## Set exercise a
Format the rows of the Recorded data as a Markdown table with the columns "No." and "Line", giving each line its own number and leaving out blank lines. Begin at the line that contains "Task: where can the green" and continue through the end of the Recorded data.

The light (and reflection because of the light) here is creating a triangle – from the subject, up to the peak of the light on the window, down to my subjects reflection, and back over to my subject. Finding and using triangles found within the scene before us, is an excellent compositional tool. We often think of using physical objects to create this, but sometimes all we need is light.
Sometimes, it’s as simple as waiting for your subject to fall into a spot of dappled light. Using light to create interest, isolate/highlight your subject, and draw the viewer throughout the frame and to your subject.
In this image, soft window light was used to isolate the subject against a background lost to the shadows. The look in his eyes, the way he holds his blanket, the texture in the blanket – these things all stand out because of the way the light was used.
This image is the one that sparked the “bacon light” shenanigans – a favorite! ha! These rays of “bacon light”, otherwise known as crepuscular rays, are leading the viewer directly to the subject. Opting for a darker, silhouette-like exposure, dramatizes and simplifies the scene, and allows for those rays of light to really stand out. The window fills a good portion of the frame, with the subject looking in that general direction, bringing balance to the image.
Speaking of silhouettes, have you considered that creating a silhouette is using light to compose your photo? This high contrast, bold look is a great example of using light to create strong composition. The colorful sky against darkened subjects is always pleasing to look at.

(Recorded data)
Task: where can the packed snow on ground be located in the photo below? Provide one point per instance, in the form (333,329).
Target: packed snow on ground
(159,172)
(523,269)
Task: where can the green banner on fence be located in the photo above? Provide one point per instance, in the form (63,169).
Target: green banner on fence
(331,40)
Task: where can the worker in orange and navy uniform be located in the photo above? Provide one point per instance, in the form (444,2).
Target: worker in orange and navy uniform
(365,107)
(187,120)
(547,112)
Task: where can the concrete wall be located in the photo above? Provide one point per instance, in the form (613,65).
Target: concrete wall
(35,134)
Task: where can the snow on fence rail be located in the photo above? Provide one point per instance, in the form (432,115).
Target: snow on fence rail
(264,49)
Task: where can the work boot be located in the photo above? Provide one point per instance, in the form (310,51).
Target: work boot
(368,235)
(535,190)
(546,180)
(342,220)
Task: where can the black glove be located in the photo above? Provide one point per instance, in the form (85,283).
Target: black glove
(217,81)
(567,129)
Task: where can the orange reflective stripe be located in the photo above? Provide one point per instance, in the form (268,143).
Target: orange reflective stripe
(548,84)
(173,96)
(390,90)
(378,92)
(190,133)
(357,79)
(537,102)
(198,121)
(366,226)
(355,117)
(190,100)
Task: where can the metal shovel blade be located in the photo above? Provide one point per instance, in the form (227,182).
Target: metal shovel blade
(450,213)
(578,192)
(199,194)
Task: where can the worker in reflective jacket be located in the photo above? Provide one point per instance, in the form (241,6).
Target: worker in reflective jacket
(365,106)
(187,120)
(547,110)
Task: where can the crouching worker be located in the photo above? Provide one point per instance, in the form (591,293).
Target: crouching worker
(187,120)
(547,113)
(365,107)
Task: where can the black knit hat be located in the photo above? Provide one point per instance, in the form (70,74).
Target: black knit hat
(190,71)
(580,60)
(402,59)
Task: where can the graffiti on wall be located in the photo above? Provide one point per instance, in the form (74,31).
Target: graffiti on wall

## Set exercise b
Quote, word for word, the passage on using light in photographic composition, beginning at the words "This image is" and stopping after the words "to look at.".

## Final answer a
| No. | Line |
|---|---|
| 1 | Task: where can the green banner on fence be located in the photo above? Provide one point per instance, in the form (63,169). |
| 2 | Target: green banner on fence |
| 3 | (331,40) |
| 4 | Task: where can the worker in orange and navy uniform be located in the photo above? Provide one point per instance, in the form (444,2). |
| 5 | Target: worker in orange and navy uniform |
| 6 | (365,107) |
| 7 | (187,120) |
| 8 | (547,112) |
| 9 | Task: where can the concrete wall be located in the photo above? Provide one point per instance, in the form (613,65). |
| 10 | Target: concrete wall |
| 11 | (35,134) |
| 12 | Task: where can the snow on fence rail be located in the photo above? Provide one point per instance, in the form (432,115). |
| 13 | Target: snow on fence rail |
| 14 | (264,49) |
| 15 | Task: where can the work boot be located in the photo above? Provide one point per instance, in the form (310,51). |
| 16 | Target: work boot |
| 17 | (368,235) |
| 18 | (535,190) |
| 19 | (546,180) |
| 20 | (342,220) |
| 21 | Task: where can the black glove be located in the photo above? Provide one point per instance, in the form (85,283). |
| 22 | Target: black glove |
| 23 | (217,81) |
| 24 | (567,129) |
| 25 | Task: where can the orange reflective stripe be located in the photo above? Provide one point per instance, in the form (268,143). |
| 26 | Target: orange reflective stripe |
| 27 | (548,84) |
| 28 | (173,96) |
| 29 | (390,90) |
| 30 | (378,92) |
| 31 | (190,133) |
| 32 | (357,79) |
| 33 | (537,102) |
| 34 | (198,121) |
| 35 | (366,226) |
| 36 | (355,117) |
| 37 | (190,100) |
| 38 | Task: where can the metal shovel blade be located in the photo above? Provide one point per instance, in the form (227,182). |
| 39 | Target: metal shovel blade |
| 40 | (450,213) |
| 41 | (578,192) |
| 42 | (199,194) |
| 43 | Task: where can the worker in reflective jacket be located in the photo above? Provide one point per instance, in the form (241,6). |
| 44 | Target: worker in reflective jacket |
| 45 | (365,106) |
| 46 | (187,120) |
| 47 | (547,110) |
| 48 | Task: where can the crouching worker be located in the photo above? Provide one point per instance, in the form (591,293). |
| 49 | Target: crouching worker |
| 50 | (187,120) |
| 51 | (547,113) |
| 52 | (365,107) |
| 53 | Task: where can the black knit hat be located in the photo above? Provide one point per instance, in the form (70,74). |
| 54 | Target: black knit hat |
| 55 | (190,71) |
| 56 | (580,60) |
| 57 | (402,59) |
| 58 | Task: where can the graffiti on wall be located in the photo above? Provide one point per instance, in the form (74,31). |
| 59 | Target: graffiti on wall |

## Final answer b
This image is the one that sparked the “bacon light” shenanigans – a favorite! ha! These rays of “bacon light”, otherwise known as crepuscular rays, are leading the viewer directly to the subject. Opting for a darker, silhouette-like exposure, dramatizes and simplifies the scene, and allows for those rays of light to really stand out. The window fills a good portion of the frame, with the subject looking in that general direction, bringing balance to the image.
Speaking of silhouettes, have you considered that creating a silhouette is using light to compose your photo? This high contrast, bold look is a great example of using light to create strong composition. The colorful sky against darkened subjects is always pleasing to look at.